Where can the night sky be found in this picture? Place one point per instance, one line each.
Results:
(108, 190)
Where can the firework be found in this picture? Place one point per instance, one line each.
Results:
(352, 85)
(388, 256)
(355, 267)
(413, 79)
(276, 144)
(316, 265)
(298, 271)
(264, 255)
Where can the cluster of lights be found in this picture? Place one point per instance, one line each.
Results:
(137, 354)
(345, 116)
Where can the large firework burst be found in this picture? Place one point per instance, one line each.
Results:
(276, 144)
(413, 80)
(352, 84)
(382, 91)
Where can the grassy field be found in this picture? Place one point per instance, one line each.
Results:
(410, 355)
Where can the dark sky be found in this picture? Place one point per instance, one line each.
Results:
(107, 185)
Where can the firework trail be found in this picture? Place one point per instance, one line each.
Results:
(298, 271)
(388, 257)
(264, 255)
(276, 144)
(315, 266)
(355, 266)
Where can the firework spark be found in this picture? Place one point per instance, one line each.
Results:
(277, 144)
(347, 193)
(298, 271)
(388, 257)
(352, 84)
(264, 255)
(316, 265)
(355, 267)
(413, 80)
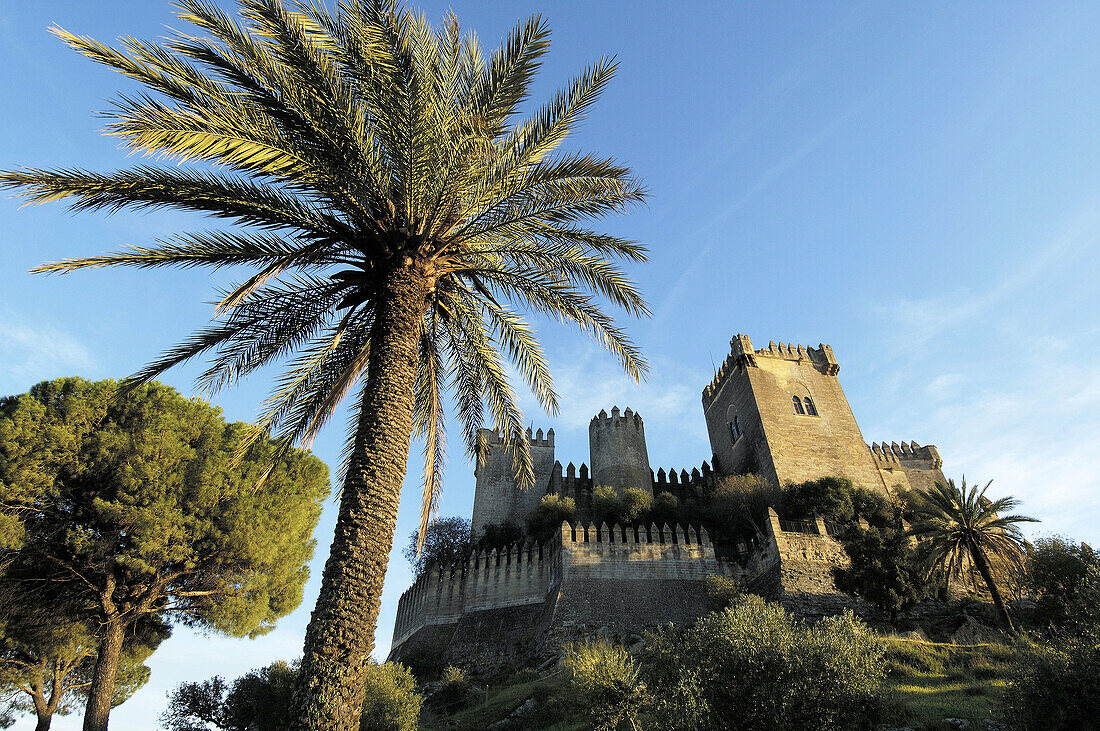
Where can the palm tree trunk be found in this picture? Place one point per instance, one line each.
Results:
(987, 575)
(101, 690)
(340, 638)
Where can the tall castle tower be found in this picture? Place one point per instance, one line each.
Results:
(617, 450)
(780, 411)
(496, 496)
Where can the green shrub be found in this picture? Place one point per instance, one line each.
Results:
(549, 514)
(666, 508)
(752, 666)
(392, 702)
(722, 590)
(1056, 688)
(606, 680)
(1064, 577)
(637, 506)
(606, 505)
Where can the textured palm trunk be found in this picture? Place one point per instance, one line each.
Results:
(340, 638)
(987, 576)
(101, 690)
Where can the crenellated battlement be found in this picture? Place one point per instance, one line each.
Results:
(684, 485)
(743, 355)
(893, 455)
(513, 576)
(628, 418)
(537, 439)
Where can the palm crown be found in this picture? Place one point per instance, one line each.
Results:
(348, 143)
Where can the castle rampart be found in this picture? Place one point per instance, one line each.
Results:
(778, 411)
(496, 496)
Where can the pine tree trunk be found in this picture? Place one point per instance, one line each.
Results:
(340, 637)
(101, 690)
(987, 575)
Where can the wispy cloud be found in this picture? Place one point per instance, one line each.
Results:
(33, 350)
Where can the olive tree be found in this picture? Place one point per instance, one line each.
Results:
(150, 512)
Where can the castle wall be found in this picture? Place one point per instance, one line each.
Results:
(908, 466)
(617, 451)
(514, 577)
(497, 497)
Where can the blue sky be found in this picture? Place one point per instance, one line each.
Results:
(915, 184)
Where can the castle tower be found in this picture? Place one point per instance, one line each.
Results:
(497, 497)
(780, 411)
(617, 451)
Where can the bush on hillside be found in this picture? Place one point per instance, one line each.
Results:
(606, 682)
(752, 666)
(1056, 688)
(606, 505)
(454, 693)
(392, 702)
(498, 535)
(1064, 577)
(446, 541)
(666, 509)
(636, 506)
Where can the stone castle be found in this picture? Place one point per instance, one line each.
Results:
(777, 411)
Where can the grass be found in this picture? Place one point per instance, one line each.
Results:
(553, 712)
(927, 682)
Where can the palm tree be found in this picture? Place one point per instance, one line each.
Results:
(964, 530)
(398, 216)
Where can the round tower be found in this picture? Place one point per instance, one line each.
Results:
(617, 450)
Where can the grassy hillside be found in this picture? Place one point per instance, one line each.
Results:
(926, 682)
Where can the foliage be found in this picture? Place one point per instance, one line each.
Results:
(960, 529)
(147, 519)
(1064, 578)
(454, 691)
(396, 216)
(883, 568)
(497, 535)
(666, 508)
(737, 506)
(606, 505)
(637, 506)
(257, 701)
(722, 590)
(606, 679)
(928, 682)
(548, 517)
(1056, 688)
(447, 541)
(754, 666)
(392, 701)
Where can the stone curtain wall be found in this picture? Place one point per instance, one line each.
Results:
(758, 386)
(910, 466)
(617, 451)
(496, 496)
(626, 579)
(516, 576)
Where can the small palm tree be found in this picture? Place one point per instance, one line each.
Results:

· · · · ·

TASK
Render every line of the data above as a numbered list, skipping any blank lines. Leave the pictures out of your answer.

FINISHED TASK
1. Where can the night sky be found in this picture? Place one point per instance, one line each.
2. Results:
3. (108, 190)
4. Where can the firework be found in this picture? Place one point per instance, one line each.
5. Results:
6. (352, 85)
7. (388, 256)
8. (355, 267)
9. (413, 79)
10. (276, 144)
11. (316, 265)
12. (298, 271)
13. (264, 255)
14. Where can the cluster of lights be found in this picture? Place one point per instance, one line each.
15. Results:
16. (137, 354)
17. (345, 116)
18. Where can the large firework burst be found in this picture? Place one point per instance, one line each.
19. Results:
20. (276, 144)
21. (413, 80)
22. (352, 84)
23. (382, 91)
24. Where can the grassy field be found in this picture? Place one point per instance, one line each.
25. Results:
26. (410, 355)
27. Where can the dark sky be found in this picture? Place one point per instance, one line each.
28. Results:
29. (107, 185)
30. Where can the firework trail be found in this picture? Place one point per instance, one line each.
31. Results:
32. (298, 271)
33. (388, 257)
34. (264, 255)
35. (276, 144)
36. (315, 266)
37. (355, 266)
38. Where can the firework spark be found in this picture? Place one point per instance, one line each.
39. Results:
40. (277, 144)
41. (347, 193)
42. (298, 271)
43. (388, 257)
44. (352, 84)
45. (264, 255)
46. (316, 265)
47. (355, 267)
48. (413, 80)
49. Where can the palm tree trunk be found in this picture? Place one point per instance, one line each.
50. Results:
51. (987, 575)
52. (101, 690)
53. (340, 638)
54. Where can the tall castle tower be found in this picture? Place one point per instance, one line each.
55. Results:
56. (617, 450)
57. (780, 411)
58. (496, 496)
59. Where can the green shrub be found in this picture? Place one point per instance, one line each.
60. Results:
61. (549, 514)
62. (666, 508)
63. (752, 666)
64. (392, 702)
65. (722, 590)
66. (1056, 688)
67. (606, 680)
68. (1064, 577)
69. (637, 506)
70. (606, 505)
71. Where can the textured palm trunk be found in this picture? Place one point per instance, one line each.
72. Results:
73. (340, 638)
74. (987, 576)
75. (101, 690)
76. Where can the crenellated battlement be found in this picture? Place one point per instance, one line each.
77. Results:
78. (684, 485)
79. (743, 355)
80. (893, 455)
81. (513, 576)
82. (628, 418)
83. (537, 439)
84. Where can the palm crown be found in this picture? Place one point per instance, one line each.
85. Results:
86. (348, 143)
87. Where can the castle rampart be found in this picture? Place one point per instance, one line each.
88. Results:
89. (778, 411)
90. (496, 496)
91. Where can the pine tree trunk be found in this picture? Place one point per instance, one line each.
92. Results:
93. (340, 637)
94. (101, 690)
95. (987, 575)
96. Where can the wispy cloud be found in this picture? Place one point per instance, one line each.
97. Results:
98. (33, 350)
99. Where can the olive tree be found in this picture? Place one point per instance, one line each.
100. Results:
101. (150, 512)
102. Where can the castle wall be found in this picture? Place one point per instance, one line each.
103. Results:
104. (908, 466)
105. (617, 451)
106. (514, 577)
107. (497, 497)
108. Where can the blue sky be found in this picture? Place one point per instance, one line each.
109. Results:
110. (915, 184)
111. Where can the castle tower be found in this picture? Place one point per instance, one line each.
112. Results:
113. (497, 497)
114. (780, 411)
115. (617, 451)
116. Where can the bush on hillside be found in this picture? Place one point per instance, one line each.
117. Results:
118. (606, 682)
119. (752, 666)
120. (1056, 688)
121. (606, 505)
122. (454, 693)
123. (392, 702)
124. (498, 535)
125. (1064, 577)
126. (446, 541)
127. (666, 509)
128. (636, 506)
129. Where can the stone castle be found in this picture? Place one point per instance, one line each.
130. Results:
131. (777, 411)
132. Where can the grass be found in this picture? Place one point per instance, one line each.
133. Results:
134. (553, 712)
135. (927, 682)
136. Where can the palm tree be found in this picture? Place one point per instance, one line each.
137. Results:
138. (964, 530)
139. (398, 216)
140. Where can the round tower be found in this picture? Place one point per instance, one line each.
141. Results:
142. (617, 450)
143. Where can the grassy hillside be found in this picture? Place one point per instance, one line each.
144. Results:
145. (926, 682)
146. Where can the foliage be found in this picture? Place one point per instance, one line each.
147. Results:
148. (960, 529)
149. (147, 519)
150. (1064, 578)
151. (454, 691)
152. (396, 216)
153. (883, 568)
154. (497, 535)
155. (666, 508)
156. (737, 506)
157. (606, 505)
158. (637, 506)
159. (257, 701)
160. (722, 590)
161. (606, 679)
162. (928, 682)
163. (548, 517)
164. (1056, 688)
165. (447, 541)
166. (754, 666)
167. (392, 701)
168. Where can the stone curtain wall be found in this picture? Place one point per instance, one line each.
169. Results:
170. (758, 386)
171. (910, 466)
172. (617, 451)
173. (496, 496)
174. (626, 579)
175. (516, 576)
176. Where can the small palm tree be found in this picture? Place one point per instance, one line each.
177. Results:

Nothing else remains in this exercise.